Required actions:
1. In the blog post on rent-seeking, quote the passage from "Profit-seeking is the" to "increase market share.".
2. Write what comes next in the blog post on rent-seeking by PBMs, picking up after its final sentence.

Sunday, June 10, 2012

Rent-Seeking: A Traditional PBM's Pathway to Riches

Rent-seeking is a term economists use to describe an organization's ability to generate above average economic returns without providing any relative incremental value. Wikipedia may explain it a bit better.

Wikipedia Definition

The simplest definition of rent-seeking is to expend resources in order to gain wealth by increasing one's share of currently existing wealth instead of trying to create wealth. Since resources are expended but no new wealth is created, the net effect of rent-seeking is to reduce total social wealth. It is important to distinguish between profit-seeking and rent-seeking. 


Profit-seeking is the creation of wealth, while rent-seeking is the use of social institutions such as the power of government to redistribute wealth among different groups without creating new wealth. Rent-seeking generally implies extraction of uncompensated value from others without making any contribution to productivity.

The origin of the term refers to gaining control of land or other pre-existing natural resources. In a modern economy, a more common example of rent-seeking would be political lobbying to obtain government benefits/subsidies or to impose burdensome regulations on competitors in order to increase market share.

Studies of rent-seeking focus on efforts to capture special monopoly privileges such as manipulating government regulation of free enterprise competition. The term monopoly privilege rent-seeking is an often-used label for this particular type of rent-seeking. Often-cited examples include a lobby that seeks tariff protection, quotas, subsidies, or extension of copyright law.

How does a traditional PBM employ a rent-seeking methodology?

Most recently, the FTC approved the acquisition of Medco by Express Scripts. The net effect of this purchase is not a creation of new wealth, but instead a reduction in social wealth. The FTC approval of this acquisition will ultimately benefit only the government, Express Script and Medco stockholders.

Patients won't pay lower prices or see a real difference in their health care outcomes. Retail pharmacies and PBM competitors certainly won't benefit from this acquisition. History tells us that greed will supersede social responsibility almost 100% of the time. Express Scripts has used the government, with powerful lobbying, to attain near monopolistic privileges.

Some state governments, Texas for example, require PBMs to take on the role of a fiduciary. The problem is that this requirement doesn't extend to private enterprise. I say it's a problem not because the government hasn't interfered, but the opposite. Private enterprise hasn't exercised its right to require a fiduciary role from their PBM. A transparent PBM, acting as a fiduciary, shares the risk and essentially agrees to be 100% transparent in all of its related business dealings.

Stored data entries

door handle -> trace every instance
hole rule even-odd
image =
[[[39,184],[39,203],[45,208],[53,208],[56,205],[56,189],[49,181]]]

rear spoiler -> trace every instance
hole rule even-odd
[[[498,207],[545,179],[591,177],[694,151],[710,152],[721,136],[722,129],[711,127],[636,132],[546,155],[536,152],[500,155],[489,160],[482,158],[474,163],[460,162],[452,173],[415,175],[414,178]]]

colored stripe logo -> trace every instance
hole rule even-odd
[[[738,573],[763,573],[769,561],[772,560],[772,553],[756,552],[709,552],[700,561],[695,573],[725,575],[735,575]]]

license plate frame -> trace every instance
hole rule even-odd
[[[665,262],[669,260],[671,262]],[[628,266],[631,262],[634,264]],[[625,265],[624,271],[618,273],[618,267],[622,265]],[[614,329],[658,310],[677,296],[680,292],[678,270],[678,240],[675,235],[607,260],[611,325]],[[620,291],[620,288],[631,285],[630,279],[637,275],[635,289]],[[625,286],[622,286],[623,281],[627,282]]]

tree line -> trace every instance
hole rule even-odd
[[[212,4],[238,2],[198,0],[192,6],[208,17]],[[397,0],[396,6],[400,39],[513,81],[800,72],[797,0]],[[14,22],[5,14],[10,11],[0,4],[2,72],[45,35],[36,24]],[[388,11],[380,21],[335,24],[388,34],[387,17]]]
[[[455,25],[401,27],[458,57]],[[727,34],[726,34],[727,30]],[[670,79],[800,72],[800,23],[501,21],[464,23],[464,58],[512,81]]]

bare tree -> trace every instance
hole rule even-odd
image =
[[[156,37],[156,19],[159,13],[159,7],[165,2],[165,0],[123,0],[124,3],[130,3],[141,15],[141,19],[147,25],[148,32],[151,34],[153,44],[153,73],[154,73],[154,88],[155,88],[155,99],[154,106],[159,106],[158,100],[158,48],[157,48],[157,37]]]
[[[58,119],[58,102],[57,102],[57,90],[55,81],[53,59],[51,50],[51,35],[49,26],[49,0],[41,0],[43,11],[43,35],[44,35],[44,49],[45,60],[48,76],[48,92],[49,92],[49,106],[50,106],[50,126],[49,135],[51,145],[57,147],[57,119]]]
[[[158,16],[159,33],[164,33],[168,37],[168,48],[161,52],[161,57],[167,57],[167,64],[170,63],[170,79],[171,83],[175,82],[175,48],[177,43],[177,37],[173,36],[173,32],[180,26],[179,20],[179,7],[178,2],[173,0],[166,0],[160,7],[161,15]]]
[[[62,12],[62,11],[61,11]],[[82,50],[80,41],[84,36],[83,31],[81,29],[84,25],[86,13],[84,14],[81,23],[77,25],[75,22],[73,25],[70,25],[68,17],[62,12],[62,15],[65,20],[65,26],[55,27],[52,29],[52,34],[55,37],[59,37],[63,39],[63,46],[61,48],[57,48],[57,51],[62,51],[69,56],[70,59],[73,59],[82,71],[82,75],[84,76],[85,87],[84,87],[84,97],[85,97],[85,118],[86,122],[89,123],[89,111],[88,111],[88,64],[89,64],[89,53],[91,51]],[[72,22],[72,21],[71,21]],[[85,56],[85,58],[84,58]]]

Answers to the tasks:
1.
Profit-seeking is the creation of wealth, while rent-seeking is the use of social institutions such as the power of government to redistribute wealth among different groups without creating new wealth. Rent-seeking generally implies extraction of uncompensated value from others without making any contribution to productivity.

The origin of the term refers to gaining control of land or other pre-existing natural resources. In a modern economy, a more common example of rent-seeking would be political lobbying to obtain government benefits/subsidies or to impose burdensome regulations on competitors in order to increase market share.

2.
This transparency includes sharing third party pricing contracts with pharmacies and rebates from manufacturers. It also includes offering real-time access to MAC price lists for retail and captive mail-order pharmacies. As specialty drugs become a larger part of the dispensing mix, it's imperative to be fully aware of pricing arrangements between biotechnology companies as well. Here is an example of a typical fiduciary disclosure in a transparent PBM contract.


FIDUCIARY DUTY AND DISCLOSURE

“No Name PBM” owes a fiduciary duty to Client and shall discharge that duty in accordance with the provisions set forth herein.

(a) “No Name PBM” shall perform its duties with care, skill, prudence and diligence and in accordance with the standards of conduct applicable to a fiduciary in an enterprise of a like character and with like aims.

(b) “No Name PBM” shall notify Client in writing of any activity, policy or practice of “No Name PBM” that directly or indirectly presents any conflict of interest with the duties imposed by this subsection.

(c) "Covered individual" means a member, participant, enrollee, contract holder or policy holder or beneficiary of a covered entity who is provided health coverage by the covered entity. "Covered individual" includes a dependent or other person provided health coverage through a policy, contract or plan for a covered individual. With regard to the dispensation of a substitute prescription drug for a prescribed drug to a covered individual the following provisions apply.  

Do you have such language in your contract? If you are dealing with a traditional PBM chances are you won't get it! Traditional PBMs make money by rent-seeking and not by being fully transparent. And if you think health care reform will fix this I urge you to think twice. The solution is to deal only with PBMs willing to sign on as a fiduciary. This begs the question, "how many checks are you willing to cut for traditional PBM services without knowing exactly what you're getting in return?"